### REQUIREMENT
Answer these questions from the interview with the music director below:
(a) What station does Hunter King work for, and in what city?
(b) How many music director positions were there when Hunter ran unopposed?
(c) How many people are competing for the position this year?

### TEXT SECTION
-----

Music Director interview with Hunter King of WESU
I like it when someone else writes the intro for me....
Hunter – My name’s Hunter King for WESU 88.1FM in Middletown, CT. I’ve been a music director for a little less than two years now & have practically built it up from scratch since the music directors before me were negligent.
QRD – Why did you want the position of music director & why do you think you got it over all the other applicants?
Hunter – I took the job because our music director at the time sucked. His taste dictated what we got in & albums that I anticipated never made the cut. I was the only DJ dumb enough to still be playing new releases & I was stuck with the same selection for months at a time. The funny thing was, I ran unopposed (that is, only two people ran since we had two positions for it). The next year was the same, though this year we finally have at least four people vying for it.
QRD – What do you think the job of a good music director is?
Hunter – A good music director has wayyyy more than one job, but the important thing is to be proactive & reinvent yourself. It’s really hard to get caught up in all the busywork & not take the time to call up labels, reorganize your sub-music directors, etc.
QRD – What did you initially think you could accomplish as music director that having obtained the position became obviously impossible?
Hunter – Doing it alone, that’s for sure. We upgraded to two music directors the year I started & during breaks when I’m here & he’s not the process can really drag out.

-----

[Rows from a box labeling dataset]
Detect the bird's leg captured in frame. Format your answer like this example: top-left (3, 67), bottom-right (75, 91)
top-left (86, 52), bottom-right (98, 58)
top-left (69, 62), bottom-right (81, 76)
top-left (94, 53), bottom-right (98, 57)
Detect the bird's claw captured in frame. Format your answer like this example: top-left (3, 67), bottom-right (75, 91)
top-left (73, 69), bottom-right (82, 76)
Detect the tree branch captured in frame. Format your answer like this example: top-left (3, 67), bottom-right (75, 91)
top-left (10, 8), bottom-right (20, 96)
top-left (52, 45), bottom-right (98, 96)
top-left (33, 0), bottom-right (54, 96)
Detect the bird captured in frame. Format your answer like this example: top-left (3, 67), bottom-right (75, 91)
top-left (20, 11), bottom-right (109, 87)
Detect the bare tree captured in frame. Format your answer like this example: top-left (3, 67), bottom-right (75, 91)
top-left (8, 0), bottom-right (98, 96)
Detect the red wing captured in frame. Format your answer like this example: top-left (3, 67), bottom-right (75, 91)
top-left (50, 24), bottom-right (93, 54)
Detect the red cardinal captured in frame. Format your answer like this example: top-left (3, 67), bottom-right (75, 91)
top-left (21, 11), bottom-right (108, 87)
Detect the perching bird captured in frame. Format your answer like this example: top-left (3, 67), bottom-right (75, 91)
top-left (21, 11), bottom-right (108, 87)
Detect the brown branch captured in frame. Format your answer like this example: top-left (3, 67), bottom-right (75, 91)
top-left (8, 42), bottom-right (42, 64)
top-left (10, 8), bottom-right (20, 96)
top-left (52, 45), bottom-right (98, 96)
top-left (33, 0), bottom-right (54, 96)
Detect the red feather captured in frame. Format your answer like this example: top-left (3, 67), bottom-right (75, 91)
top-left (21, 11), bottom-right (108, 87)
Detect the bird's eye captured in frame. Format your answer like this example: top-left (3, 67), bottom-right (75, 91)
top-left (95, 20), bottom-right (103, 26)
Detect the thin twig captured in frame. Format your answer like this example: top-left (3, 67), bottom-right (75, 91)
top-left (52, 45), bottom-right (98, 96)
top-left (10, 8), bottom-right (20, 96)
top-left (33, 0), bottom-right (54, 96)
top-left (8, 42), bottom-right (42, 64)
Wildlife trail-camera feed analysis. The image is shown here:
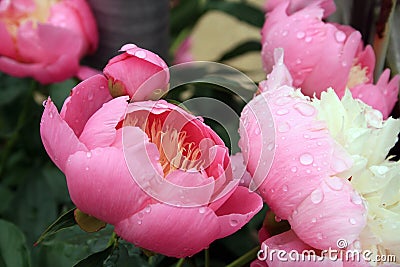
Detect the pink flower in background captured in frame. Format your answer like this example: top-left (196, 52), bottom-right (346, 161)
top-left (262, 0), bottom-right (399, 118)
top-left (239, 48), bottom-right (366, 253)
top-left (0, 0), bottom-right (98, 84)
top-left (40, 50), bottom-right (262, 257)
top-left (240, 50), bottom-right (400, 266)
top-left (103, 44), bottom-right (169, 101)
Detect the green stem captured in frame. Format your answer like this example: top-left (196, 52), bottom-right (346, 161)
top-left (176, 258), bottom-right (186, 267)
top-left (0, 80), bottom-right (38, 179)
top-left (373, 0), bottom-right (397, 80)
top-left (225, 246), bottom-right (260, 267)
top-left (204, 248), bottom-right (210, 267)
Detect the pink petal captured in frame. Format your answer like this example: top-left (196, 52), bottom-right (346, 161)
top-left (65, 147), bottom-right (151, 224)
top-left (103, 45), bottom-right (169, 101)
top-left (79, 96), bottom-right (128, 149)
top-left (60, 75), bottom-right (112, 137)
top-left (0, 21), bottom-right (16, 58)
top-left (76, 66), bottom-right (103, 81)
top-left (289, 177), bottom-right (367, 249)
top-left (115, 204), bottom-right (219, 258)
top-left (40, 98), bottom-right (87, 171)
top-left (215, 186), bottom-right (263, 238)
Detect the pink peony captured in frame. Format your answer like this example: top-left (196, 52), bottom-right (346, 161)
top-left (0, 0), bottom-right (98, 84)
top-left (40, 55), bottom-right (262, 257)
top-left (239, 49), bottom-right (366, 253)
top-left (261, 0), bottom-right (400, 118)
top-left (103, 44), bottom-right (169, 101)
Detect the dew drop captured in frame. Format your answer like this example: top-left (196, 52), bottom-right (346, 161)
top-left (296, 32), bottom-right (306, 39)
top-left (293, 103), bottom-right (315, 117)
top-left (278, 122), bottom-right (290, 133)
top-left (326, 177), bottom-right (343, 191)
top-left (276, 108), bottom-right (289, 116)
top-left (135, 50), bottom-right (146, 58)
top-left (300, 153), bottom-right (314, 165)
top-left (267, 142), bottom-right (275, 151)
top-left (144, 205), bottom-right (151, 213)
top-left (351, 193), bottom-right (362, 205)
top-left (310, 189), bottom-right (324, 204)
top-left (229, 219), bottom-right (239, 227)
top-left (335, 31), bottom-right (346, 43)
top-left (88, 92), bottom-right (93, 101)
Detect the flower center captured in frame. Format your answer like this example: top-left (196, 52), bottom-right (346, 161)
top-left (347, 64), bottom-right (369, 88)
top-left (129, 118), bottom-right (204, 177)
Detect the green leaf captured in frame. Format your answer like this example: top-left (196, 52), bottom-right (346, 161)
top-left (0, 219), bottom-right (31, 267)
top-left (218, 40), bottom-right (261, 61)
top-left (74, 209), bottom-right (107, 233)
top-left (0, 72), bottom-right (32, 106)
top-left (35, 208), bottom-right (76, 246)
top-left (74, 245), bottom-right (115, 267)
top-left (206, 0), bottom-right (265, 28)
top-left (49, 79), bottom-right (77, 109)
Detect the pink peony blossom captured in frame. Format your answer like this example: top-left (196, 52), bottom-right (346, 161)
top-left (40, 58), bottom-right (262, 257)
top-left (0, 0), bottom-right (98, 84)
top-left (240, 49), bottom-right (400, 266)
top-left (103, 44), bottom-right (169, 101)
top-left (239, 49), bottom-right (366, 253)
top-left (261, 0), bottom-right (400, 118)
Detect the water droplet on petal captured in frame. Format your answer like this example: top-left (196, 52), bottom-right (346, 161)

-----

### CORRECT RESULT
(a) WESU 88.1FM, in Middletown, CT.
(b) Two.
(c) At least four.